▶ _Your objective_
Reproduce everything from the start of the data down to the line containing "120 181 L 120", both ends included, with the pictures left out. Keep the requests and format samples unchanged, and scale every coordinate in the answer outlines by 1.9, rounding to whole numbers with halves going up.

[Begin Material for the task]

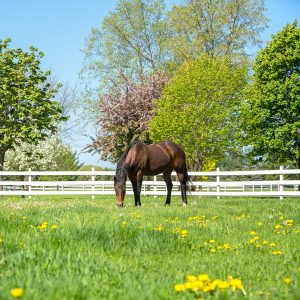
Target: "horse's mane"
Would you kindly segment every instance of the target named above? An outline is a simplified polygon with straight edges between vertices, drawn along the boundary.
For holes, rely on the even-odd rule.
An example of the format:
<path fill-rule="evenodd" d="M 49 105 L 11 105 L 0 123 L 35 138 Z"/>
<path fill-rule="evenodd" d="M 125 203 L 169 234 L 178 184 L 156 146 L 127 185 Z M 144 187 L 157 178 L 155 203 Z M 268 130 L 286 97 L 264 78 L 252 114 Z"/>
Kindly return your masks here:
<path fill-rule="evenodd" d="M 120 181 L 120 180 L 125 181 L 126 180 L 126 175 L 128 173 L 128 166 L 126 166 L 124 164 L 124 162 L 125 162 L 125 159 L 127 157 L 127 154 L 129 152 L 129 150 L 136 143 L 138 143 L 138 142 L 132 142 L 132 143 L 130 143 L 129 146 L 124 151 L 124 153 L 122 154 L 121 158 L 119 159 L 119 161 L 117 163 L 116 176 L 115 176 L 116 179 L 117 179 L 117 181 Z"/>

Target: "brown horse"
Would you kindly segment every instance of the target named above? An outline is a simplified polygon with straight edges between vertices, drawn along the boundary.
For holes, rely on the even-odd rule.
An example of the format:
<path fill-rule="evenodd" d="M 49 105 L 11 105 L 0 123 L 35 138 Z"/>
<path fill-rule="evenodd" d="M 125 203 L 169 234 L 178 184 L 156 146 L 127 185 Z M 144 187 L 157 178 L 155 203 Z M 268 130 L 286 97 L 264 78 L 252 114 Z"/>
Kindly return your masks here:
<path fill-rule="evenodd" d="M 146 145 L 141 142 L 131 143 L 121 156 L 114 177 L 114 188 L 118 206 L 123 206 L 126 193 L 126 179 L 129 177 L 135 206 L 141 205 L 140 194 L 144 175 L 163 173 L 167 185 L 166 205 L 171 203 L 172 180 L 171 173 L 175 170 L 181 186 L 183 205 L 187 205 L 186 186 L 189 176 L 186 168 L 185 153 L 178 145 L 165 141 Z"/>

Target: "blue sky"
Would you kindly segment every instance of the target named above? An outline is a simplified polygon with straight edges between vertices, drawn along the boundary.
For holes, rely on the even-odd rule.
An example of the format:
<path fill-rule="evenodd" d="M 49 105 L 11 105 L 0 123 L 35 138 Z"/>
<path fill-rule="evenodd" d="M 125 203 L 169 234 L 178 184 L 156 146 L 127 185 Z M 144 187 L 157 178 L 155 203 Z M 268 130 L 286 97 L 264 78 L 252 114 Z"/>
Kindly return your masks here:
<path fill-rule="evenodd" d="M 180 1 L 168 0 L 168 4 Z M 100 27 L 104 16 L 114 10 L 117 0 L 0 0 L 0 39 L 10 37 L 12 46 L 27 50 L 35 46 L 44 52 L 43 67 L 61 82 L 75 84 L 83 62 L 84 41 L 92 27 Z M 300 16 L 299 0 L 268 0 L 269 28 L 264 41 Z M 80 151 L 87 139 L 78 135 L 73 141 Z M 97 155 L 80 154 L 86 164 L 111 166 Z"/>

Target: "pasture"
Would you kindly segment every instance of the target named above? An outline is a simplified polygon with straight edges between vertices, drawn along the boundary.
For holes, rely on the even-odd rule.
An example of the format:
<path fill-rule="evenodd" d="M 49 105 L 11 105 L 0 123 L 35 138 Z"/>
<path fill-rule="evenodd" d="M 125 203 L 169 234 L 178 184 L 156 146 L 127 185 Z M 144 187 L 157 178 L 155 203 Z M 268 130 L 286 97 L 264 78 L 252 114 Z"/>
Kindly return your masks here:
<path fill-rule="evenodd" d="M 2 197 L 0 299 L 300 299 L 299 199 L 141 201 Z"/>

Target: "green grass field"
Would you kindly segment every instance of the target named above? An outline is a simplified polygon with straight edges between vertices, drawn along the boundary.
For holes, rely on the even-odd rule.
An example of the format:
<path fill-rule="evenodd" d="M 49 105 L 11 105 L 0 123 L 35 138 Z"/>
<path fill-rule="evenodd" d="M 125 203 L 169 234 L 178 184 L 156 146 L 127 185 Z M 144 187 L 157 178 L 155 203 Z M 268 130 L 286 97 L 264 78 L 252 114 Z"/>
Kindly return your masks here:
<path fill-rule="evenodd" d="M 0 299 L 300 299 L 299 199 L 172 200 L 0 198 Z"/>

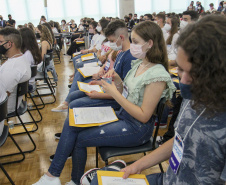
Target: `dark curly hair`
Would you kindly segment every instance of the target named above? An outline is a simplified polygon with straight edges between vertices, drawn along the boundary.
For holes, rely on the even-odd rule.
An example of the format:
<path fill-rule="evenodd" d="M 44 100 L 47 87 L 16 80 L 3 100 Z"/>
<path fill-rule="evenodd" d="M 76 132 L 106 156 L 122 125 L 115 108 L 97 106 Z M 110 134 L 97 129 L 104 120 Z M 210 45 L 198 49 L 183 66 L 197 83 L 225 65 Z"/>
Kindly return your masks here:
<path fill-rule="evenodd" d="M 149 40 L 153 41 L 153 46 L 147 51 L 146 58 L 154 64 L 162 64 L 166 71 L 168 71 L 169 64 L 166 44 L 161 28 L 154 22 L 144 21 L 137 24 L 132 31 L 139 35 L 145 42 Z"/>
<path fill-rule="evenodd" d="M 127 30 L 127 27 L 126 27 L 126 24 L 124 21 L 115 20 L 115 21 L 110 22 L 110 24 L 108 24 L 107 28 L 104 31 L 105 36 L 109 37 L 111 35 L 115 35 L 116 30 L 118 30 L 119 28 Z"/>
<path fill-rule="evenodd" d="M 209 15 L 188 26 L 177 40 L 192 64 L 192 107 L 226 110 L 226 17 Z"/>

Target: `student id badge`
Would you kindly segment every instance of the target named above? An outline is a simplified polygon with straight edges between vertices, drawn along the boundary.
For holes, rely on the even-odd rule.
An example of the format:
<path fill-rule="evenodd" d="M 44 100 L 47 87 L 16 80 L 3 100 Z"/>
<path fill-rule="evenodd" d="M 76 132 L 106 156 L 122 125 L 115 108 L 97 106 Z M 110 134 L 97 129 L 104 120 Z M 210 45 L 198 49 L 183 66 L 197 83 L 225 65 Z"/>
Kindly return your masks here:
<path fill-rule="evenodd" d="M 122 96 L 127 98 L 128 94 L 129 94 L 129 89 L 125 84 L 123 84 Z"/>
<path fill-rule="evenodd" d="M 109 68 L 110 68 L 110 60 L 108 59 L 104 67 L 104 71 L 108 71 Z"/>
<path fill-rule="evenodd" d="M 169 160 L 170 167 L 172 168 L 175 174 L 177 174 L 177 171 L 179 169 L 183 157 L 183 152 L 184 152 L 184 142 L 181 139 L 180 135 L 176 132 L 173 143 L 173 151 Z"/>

[End Material for the task]

▶ _Response to this task_
Target: "horse's mane"
Would you kindly segment every instance of the target named above? An outline is a simplified polygon with straight edges between vertices, drawn along the boundary.
For holes, rely on the even-odd rule.
An example of the format:
<path fill-rule="evenodd" d="M 49 105 L 11 105 L 0 123 L 35 138 Z"/>
<path fill-rule="evenodd" d="M 125 203 L 169 234 L 178 184 L 156 146 L 127 185 Z M 144 187 L 157 178 L 155 203 Z M 268 130 L 286 97 L 264 78 L 252 114 Z"/>
Kindly return your masks here:
<path fill-rule="evenodd" d="M 228 344 L 228 342 L 238 344 L 239 342 L 239 333 L 243 329 L 243 315 L 239 315 L 236 312 L 236 308 L 238 308 L 238 302 L 241 298 L 241 293 L 245 289 L 245 285 L 258 272 L 262 272 L 262 270 L 251 270 L 251 272 L 247 272 L 245 277 L 236 287 L 236 291 L 232 293 L 230 300 L 226 302 L 226 306 L 222 310 L 220 334 L 219 334 L 220 340 L 222 340 L 222 344 Z"/>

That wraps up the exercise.